Material ▸

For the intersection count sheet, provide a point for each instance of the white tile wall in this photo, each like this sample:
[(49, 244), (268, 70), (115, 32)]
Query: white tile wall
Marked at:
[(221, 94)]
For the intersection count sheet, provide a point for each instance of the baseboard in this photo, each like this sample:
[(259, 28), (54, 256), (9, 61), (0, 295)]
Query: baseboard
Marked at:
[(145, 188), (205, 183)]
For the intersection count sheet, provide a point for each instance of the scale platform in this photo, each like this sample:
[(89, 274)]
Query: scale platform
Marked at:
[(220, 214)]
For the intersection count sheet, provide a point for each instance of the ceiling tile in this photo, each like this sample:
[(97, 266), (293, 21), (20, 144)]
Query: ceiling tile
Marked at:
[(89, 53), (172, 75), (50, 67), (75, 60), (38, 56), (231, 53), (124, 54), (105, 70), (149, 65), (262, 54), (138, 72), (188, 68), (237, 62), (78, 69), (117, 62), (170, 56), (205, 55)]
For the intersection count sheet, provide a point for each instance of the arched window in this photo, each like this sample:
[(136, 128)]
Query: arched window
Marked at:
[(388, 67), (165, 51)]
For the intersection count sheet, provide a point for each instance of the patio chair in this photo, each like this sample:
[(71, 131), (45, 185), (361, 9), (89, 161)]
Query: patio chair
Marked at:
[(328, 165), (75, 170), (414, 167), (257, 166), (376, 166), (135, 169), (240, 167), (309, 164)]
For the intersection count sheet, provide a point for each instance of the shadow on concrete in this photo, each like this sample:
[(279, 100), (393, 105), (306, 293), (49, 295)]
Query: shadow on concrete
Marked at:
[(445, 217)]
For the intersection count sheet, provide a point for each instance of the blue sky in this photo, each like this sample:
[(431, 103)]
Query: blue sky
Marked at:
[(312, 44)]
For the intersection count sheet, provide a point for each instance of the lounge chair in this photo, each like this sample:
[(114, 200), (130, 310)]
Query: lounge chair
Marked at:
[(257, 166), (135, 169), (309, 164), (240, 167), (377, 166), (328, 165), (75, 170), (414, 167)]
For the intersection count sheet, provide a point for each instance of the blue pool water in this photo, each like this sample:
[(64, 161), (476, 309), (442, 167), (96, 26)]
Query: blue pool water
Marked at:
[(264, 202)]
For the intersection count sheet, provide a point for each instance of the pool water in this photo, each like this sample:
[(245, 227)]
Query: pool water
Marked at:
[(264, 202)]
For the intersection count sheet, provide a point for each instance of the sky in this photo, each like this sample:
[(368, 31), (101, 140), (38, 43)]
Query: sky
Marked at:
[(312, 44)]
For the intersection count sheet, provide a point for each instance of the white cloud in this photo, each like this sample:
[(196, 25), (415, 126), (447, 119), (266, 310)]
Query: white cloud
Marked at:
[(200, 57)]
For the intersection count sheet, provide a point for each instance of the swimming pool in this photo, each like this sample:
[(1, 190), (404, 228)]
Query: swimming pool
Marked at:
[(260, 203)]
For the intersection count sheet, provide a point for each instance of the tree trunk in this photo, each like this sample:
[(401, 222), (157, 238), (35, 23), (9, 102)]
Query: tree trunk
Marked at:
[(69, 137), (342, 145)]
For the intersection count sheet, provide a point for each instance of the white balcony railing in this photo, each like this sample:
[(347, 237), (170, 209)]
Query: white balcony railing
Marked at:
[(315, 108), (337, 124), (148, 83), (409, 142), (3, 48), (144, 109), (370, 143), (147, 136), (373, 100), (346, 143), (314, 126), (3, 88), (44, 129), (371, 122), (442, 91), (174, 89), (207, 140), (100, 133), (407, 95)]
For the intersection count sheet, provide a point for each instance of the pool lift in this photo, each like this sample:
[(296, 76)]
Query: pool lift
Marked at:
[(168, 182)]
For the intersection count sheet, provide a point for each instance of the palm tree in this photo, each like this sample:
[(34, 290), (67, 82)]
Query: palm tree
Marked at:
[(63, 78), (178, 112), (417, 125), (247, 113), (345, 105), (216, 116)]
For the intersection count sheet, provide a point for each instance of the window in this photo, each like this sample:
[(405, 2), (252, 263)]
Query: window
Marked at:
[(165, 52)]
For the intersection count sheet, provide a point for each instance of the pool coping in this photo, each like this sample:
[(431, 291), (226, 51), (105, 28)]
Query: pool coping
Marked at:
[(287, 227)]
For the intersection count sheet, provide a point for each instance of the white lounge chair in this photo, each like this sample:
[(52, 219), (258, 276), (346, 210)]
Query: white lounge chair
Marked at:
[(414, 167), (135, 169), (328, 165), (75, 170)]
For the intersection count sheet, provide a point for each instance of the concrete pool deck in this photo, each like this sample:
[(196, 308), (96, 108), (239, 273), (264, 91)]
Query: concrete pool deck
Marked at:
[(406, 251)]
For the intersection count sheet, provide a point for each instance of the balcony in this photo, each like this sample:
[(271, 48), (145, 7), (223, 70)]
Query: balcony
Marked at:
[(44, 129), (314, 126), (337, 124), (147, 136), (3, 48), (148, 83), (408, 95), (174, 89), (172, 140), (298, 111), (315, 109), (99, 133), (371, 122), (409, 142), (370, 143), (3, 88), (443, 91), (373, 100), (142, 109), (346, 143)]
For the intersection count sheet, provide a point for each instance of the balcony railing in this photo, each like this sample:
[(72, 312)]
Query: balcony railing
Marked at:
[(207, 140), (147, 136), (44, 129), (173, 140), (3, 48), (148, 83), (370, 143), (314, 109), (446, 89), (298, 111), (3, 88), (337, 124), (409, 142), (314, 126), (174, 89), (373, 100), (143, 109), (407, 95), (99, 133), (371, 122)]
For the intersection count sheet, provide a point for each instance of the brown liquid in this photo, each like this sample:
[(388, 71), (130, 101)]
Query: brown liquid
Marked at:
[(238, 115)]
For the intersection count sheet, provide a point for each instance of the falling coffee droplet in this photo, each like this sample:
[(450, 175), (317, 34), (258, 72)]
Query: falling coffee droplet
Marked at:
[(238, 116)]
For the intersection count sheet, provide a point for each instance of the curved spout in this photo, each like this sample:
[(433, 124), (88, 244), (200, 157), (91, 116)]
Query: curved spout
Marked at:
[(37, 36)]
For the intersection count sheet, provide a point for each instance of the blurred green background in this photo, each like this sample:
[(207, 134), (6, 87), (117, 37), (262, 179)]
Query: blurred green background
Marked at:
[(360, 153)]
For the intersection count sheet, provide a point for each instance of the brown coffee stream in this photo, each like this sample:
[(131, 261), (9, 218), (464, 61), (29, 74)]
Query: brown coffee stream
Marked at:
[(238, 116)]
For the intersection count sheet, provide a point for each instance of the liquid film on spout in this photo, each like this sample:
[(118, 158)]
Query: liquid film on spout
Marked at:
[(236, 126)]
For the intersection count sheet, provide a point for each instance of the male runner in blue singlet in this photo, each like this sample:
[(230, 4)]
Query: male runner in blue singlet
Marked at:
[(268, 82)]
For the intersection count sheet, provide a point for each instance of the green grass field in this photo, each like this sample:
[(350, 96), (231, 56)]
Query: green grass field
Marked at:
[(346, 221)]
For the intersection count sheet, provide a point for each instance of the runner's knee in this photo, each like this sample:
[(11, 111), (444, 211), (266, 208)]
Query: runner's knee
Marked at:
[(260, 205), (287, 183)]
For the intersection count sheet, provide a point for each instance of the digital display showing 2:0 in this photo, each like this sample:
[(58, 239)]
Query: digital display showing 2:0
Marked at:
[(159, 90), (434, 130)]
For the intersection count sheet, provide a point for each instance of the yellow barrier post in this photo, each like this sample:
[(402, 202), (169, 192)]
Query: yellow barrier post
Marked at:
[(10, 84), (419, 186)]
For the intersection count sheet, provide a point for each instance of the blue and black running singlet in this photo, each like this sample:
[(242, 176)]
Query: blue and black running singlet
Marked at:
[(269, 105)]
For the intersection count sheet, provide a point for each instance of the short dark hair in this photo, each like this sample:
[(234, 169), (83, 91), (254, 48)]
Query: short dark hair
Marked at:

Direction ▸
Reproduce the lines from the very first one up to and including the line containing "[(221, 94)]".

Result for this exercise ▸
For the intersection count sheet, provide a point for each instance of the white tile wall in this photo, each like this sample:
[(49, 244), (268, 70), (115, 32)]
Query: white tile wall
Marked at:
[(221, 94)]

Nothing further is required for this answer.